Lines before the one containing "Can you see the dark work" are excluded. Repeat that line and every line after it, exactly.

(Pointing dataset records)
-- -- --

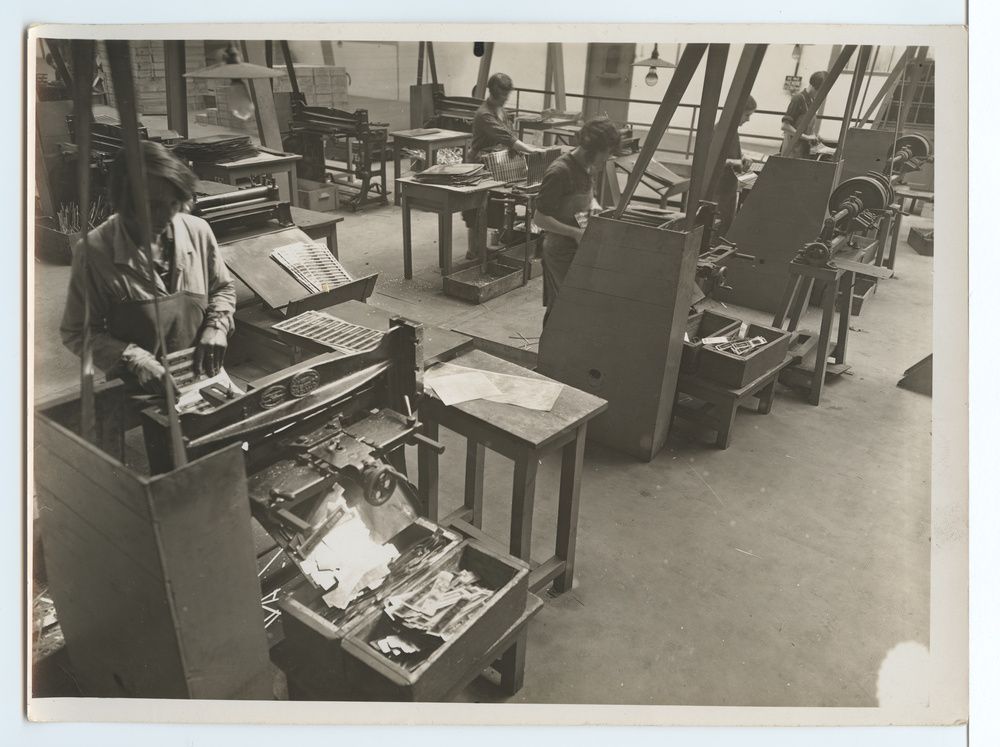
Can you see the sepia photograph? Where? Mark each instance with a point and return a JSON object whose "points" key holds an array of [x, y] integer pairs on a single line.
{"points": [[585, 369]]}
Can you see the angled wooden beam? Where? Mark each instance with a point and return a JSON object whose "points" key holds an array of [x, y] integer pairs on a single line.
{"points": [[708, 110], [484, 70], [888, 85], [919, 73], [174, 64], [558, 76], [263, 98], [679, 82], [860, 69], [831, 77], [736, 101]]}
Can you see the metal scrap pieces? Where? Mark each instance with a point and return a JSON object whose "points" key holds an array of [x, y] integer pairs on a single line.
{"points": [[741, 347], [440, 606]]}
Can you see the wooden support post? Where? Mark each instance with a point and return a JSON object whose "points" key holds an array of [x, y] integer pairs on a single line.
{"points": [[558, 76], [263, 98], [430, 61], [888, 85], [736, 101], [831, 78], [679, 82], [174, 64], [708, 110], [915, 79], [484, 71], [327, 49], [860, 68]]}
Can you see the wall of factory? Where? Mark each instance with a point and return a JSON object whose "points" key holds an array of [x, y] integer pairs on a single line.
{"points": [[385, 70]]}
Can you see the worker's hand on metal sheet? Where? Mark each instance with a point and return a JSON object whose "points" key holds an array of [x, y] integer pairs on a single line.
{"points": [[147, 370], [210, 351]]}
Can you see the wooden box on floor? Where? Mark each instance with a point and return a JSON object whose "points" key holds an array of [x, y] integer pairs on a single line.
{"points": [[319, 196], [617, 328], [701, 325], [326, 661], [153, 578], [738, 370]]}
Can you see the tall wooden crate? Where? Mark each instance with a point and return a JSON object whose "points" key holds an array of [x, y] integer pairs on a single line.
{"points": [[617, 329], [153, 578]]}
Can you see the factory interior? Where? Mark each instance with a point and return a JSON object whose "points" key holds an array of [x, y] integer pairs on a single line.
{"points": [[667, 444]]}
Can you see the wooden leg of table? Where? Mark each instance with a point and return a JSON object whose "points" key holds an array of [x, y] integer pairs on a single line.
{"points": [[331, 241], [891, 263], [844, 322], [765, 398], [427, 471], [523, 505], [569, 507], [801, 301], [823, 347], [397, 170], [293, 185], [727, 419], [511, 665], [475, 462], [407, 241], [781, 315], [444, 242]]}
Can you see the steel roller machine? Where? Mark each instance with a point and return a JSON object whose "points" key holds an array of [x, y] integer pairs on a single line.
{"points": [[240, 208], [856, 206], [360, 144], [910, 153]]}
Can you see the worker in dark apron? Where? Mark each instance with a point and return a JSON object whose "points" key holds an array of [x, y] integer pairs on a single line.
{"points": [[491, 131], [183, 269], [566, 199]]}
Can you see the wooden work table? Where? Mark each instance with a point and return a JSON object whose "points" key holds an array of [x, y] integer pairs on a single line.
{"points": [[428, 140], [445, 201], [525, 436]]}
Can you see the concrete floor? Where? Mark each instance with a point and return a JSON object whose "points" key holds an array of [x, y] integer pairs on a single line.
{"points": [[778, 572]]}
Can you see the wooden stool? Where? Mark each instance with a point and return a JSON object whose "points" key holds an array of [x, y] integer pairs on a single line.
{"points": [[525, 436], [722, 403]]}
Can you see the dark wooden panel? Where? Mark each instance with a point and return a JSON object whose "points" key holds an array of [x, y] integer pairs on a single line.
{"points": [[785, 210], [866, 150], [202, 517], [114, 616], [617, 329]]}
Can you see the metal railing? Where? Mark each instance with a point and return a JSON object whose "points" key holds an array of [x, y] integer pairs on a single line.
{"points": [[690, 129]]}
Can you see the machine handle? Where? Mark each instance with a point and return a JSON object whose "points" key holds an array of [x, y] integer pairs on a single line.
{"points": [[429, 443]]}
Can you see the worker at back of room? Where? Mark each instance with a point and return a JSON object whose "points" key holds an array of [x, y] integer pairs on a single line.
{"points": [[492, 131]]}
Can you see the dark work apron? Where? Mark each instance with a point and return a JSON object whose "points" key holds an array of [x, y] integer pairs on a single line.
{"points": [[557, 250], [182, 314]]}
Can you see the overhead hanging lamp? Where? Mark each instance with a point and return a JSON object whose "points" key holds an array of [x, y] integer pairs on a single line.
{"points": [[653, 62], [237, 72]]}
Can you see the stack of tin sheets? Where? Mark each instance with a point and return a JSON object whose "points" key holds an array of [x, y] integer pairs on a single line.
{"points": [[313, 265], [331, 332]]}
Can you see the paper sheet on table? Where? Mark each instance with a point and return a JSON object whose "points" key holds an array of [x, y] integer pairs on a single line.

-- -- --

#### Result for this task
Can you see the dark work apron? Where? Mark each instance with a point and return a JSON object whose "points" key holds an array of [x, y] integer pairs on a single line.
{"points": [[557, 250], [182, 314]]}
Can you see the overhead hanging lamp? Where? Mark each instance with a point and return a JSON object whose "points" key holds an array of [x, y] integer pairs on a single line.
{"points": [[653, 62], [237, 72]]}
Can you see the stack of tin sheets? Where? Mark each instance with a point and return a JSON object whose "points" key holds an array of [x, y] integer pairs on a single line.
{"points": [[313, 265], [331, 332]]}
Can you see the paper sheet on table? Where? Mark each instance with a point and return a JSON object whose "points" key holds an array of [x, y] integer pairs on a single line.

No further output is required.